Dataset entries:
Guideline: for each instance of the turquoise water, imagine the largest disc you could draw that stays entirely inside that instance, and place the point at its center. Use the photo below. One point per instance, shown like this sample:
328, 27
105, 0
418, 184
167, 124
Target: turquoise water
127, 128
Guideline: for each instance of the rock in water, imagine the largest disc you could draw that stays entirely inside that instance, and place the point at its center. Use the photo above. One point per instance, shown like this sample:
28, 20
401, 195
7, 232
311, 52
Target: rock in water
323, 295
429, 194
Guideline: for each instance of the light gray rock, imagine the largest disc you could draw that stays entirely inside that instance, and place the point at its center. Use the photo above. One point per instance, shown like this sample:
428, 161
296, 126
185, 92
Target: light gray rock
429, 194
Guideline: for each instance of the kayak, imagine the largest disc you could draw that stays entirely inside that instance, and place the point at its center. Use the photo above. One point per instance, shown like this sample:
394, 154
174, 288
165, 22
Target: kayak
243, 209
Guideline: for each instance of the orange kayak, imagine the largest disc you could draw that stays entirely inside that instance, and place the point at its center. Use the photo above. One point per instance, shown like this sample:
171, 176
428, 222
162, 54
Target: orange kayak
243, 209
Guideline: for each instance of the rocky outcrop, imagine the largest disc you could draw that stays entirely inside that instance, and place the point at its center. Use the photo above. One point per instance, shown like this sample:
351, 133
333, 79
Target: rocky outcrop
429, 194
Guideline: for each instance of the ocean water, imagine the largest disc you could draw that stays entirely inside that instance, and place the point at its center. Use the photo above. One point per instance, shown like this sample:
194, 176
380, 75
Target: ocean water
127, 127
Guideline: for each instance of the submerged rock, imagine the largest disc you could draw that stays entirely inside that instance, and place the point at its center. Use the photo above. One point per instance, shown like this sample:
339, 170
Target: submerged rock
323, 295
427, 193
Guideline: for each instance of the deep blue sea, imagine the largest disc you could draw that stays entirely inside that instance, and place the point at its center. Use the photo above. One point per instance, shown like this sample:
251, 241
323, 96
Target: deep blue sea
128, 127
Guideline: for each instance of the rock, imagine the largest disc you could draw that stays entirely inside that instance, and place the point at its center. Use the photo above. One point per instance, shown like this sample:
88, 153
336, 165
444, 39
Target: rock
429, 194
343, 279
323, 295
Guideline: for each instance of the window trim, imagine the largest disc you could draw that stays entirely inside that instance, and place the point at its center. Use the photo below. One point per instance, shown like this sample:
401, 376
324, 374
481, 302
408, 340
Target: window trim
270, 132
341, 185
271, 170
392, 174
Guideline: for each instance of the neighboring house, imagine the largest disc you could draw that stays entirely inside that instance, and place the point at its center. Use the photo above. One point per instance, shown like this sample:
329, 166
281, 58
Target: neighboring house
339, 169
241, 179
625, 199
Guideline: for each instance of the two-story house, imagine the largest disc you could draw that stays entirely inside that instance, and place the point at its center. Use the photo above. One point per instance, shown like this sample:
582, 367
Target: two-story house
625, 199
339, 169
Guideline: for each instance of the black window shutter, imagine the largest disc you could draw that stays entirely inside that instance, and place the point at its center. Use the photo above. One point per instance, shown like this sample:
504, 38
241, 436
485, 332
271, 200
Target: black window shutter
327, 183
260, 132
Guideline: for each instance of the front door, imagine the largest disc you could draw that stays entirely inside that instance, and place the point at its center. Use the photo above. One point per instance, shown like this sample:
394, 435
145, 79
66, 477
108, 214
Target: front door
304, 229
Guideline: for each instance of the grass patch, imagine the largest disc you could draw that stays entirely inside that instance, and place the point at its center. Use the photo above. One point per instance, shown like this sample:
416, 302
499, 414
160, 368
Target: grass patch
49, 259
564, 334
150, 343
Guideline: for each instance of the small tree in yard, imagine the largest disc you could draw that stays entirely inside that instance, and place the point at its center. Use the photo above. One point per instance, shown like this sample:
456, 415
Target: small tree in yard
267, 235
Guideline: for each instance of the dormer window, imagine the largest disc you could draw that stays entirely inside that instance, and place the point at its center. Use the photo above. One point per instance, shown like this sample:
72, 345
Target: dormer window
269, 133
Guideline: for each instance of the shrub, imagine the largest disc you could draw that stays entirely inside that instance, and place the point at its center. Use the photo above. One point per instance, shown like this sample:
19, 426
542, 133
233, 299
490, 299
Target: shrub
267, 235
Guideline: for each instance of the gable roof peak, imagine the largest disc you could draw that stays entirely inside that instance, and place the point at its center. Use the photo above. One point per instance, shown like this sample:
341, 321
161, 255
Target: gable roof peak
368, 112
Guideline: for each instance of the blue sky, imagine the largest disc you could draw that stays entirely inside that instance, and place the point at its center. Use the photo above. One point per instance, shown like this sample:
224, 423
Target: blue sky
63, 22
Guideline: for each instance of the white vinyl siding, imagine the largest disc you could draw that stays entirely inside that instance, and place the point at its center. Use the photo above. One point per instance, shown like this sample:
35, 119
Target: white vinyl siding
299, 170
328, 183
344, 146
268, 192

* Written exercise: Retype all of the material, keeping each line exact.

* The answer:
Guideline: for each instance of the turquoise water, imagine the largest disc you could draw that stays entirely inside that instance, and place the point at its center. Use the photo below. One point per instance, shown like this sample:
328, 27
105, 0
418, 184
167, 124
Target: turquoise water
127, 128
Guideline: for each instance of the rock in water, imagine the largest disc you could draw that stays entirely inside that instance, and place the point at its center. Use the photo above. One point per instance, shown like this sample:
28, 20
401, 195
7, 232
311, 52
Target: rock in water
323, 295
429, 194
Guideline: for each instance of the light gray rock, imagine the largest disc you could draw that stays entirely inside that instance, and place the point at its center. Use the photo above. One point per instance, shown like this sample:
428, 161
296, 126
185, 92
Target: light gray rock
429, 194
Guideline: for each instance of the kayak, imagine the largest disc you could draw that stays entirely inside that instance, and place the point at its center. Use the photo above. One point per instance, shown like this sample:
394, 154
174, 288
165, 22
Target: kayak
243, 209
Guideline: for each instance of the orange kayak, imagine the largest disc you could draw that stays entirely inside that instance, and place the point at its center. Use the photo above. One point per instance, shown like this sample:
171, 176
428, 222
162, 54
Target: orange kayak
243, 209
Guideline: for each instance of the rocky outcrop, imagine the largest disc you could draw that stays entirely inside that instance, and place the point at its center. Use the photo above. One point per instance, shown like this sample:
351, 133
333, 79
Target: rocky outcrop
429, 194
Guideline: for each instance of the ocean water, imagine the largest disc you could draw that stays entirely inside that instance, and place the point at its center. Use the photo above. One point per instance, shown like this sample:
194, 176
380, 75
Target: ocean water
127, 127
Guideline: for each instance of the submerged rock, imagine the largest disc you could draw that stays entirely inside that instance, and place the point at its center. Use the photo above. One point per instance, shown like this sample:
339, 170
Target: submerged rock
323, 295
427, 193
Guideline: for each instance of the deep blue sea, imagine the largest disc you could draw that stays entirely inside that instance, and place the point at its center. Use the photo above. One point per instance, shown like this sample:
251, 241
323, 96
Target: deep blue sea
128, 127
Guideline: for each instance of the rock, imagine the largest disc you could draw that stays entirely inside that instance, and place the point at its center. Use the photo above. One point per instance, shown like this sample:
88, 153
336, 165
444, 39
Target: rock
429, 194
343, 279
323, 295
Guideline: for each instance of the window trim, imagine the largest disc you could draw that stays entirely inside that instance, and place the point at its center. Use the photo below. One point per instance, shown like this sample:
401, 376
324, 374
481, 302
408, 340
Target: window trim
270, 132
341, 185
271, 170
392, 174
Guideline: for each instance of the neighboring house, imagine the largest disc you could draw that stays entirely inside that instance, and place the point at its center. Use the photo above. One point per instance, shown like this sample:
329, 166
281, 58
Target: neighboring house
339, 169
241, 179
625, 199
Guideline: for each instance of the two-story house, imagine the largest disc you could draw that stays entirely inside that instance, and place the point at its center. Use the photo above. One point per instance, shown like this sample:
582, 367
Target: two-story house
625, 199
339, 169
Guideline: for each instance of the black window shutter, imagine the largest disc you could draw that stays entirely inside that instance, and place the point at its center. Use the photo above. One point per instance, shown like this sample:
504, 38
241, 436
485, 332
271, 200
Target: black window shutter
327, 183
260, 132
Guideline: for each instance of the front door, imagine the largest disc you could draw that stays entirely inside that instance, and place the point at its center. Use the photo above. One point per instance, shown like this sample:
394, 435
145, 79
66, 477
108, 214
Target: front door
304, 229
Guideline: for each instance of the grass patch, imagine the largest disc you could draw that stays entirely inside that instance, and place the point at its center. Use the photo above. One point per instance, shown like this sample:
416, 302
499, 414
160, 368
Target: grass patch
49, 259
564, 334
150, 343
Guideline: for each instance of the small tree in yard, imagine the largest disc you could draw that stays entirely inside that instance, and place the point at its center. Use the photo above. One point per instance, shown like this sample:
456, 415
Target: small tree in yard
267, 235
Guideline: for each instance of the dormer window, imagine the largest disc you could draw that stays entirely inside that instance, and place the point at its center. Use the photo above. One point per instance, shown like this sample:
72, 345
Target: dormer window
269, 133
Guideline: for each instance of the shrub, imagine the largest disc you could draw that stays entirely inside that instance, and place the point at its center. Use the photo above. One point per instance, shown like this sample:
19, 426
542, 133
233, 299
490, 299
Target: shrub
267, 235
Guideline: for each instance of the gable roof peak, imagine the largest disc you could draw that stays entirely inside that instance, and place the point at its center. Use the photo above. One point per instance, shown like this sample:
341, 321
161, 255
Target: gable roof peak
368, 112
Guideline: for each instance of the blue sky, imagine the largest disc you could draw that stays entirely inside that instance, and place the point at its center. Use the photo above. One point per instance, shown like this sample:
224, 423
Target: blue sky
63, 22
Guideline: for each instance of the white vinyl siding, imagine the largest disc you could draw that stays entirely inside that instance, and place the point at its center. Use the photo above. One point per instance, shown like this sample:
35, 119
Target: white vinyl siding
299, 170
328, 183
344, 146
268, 192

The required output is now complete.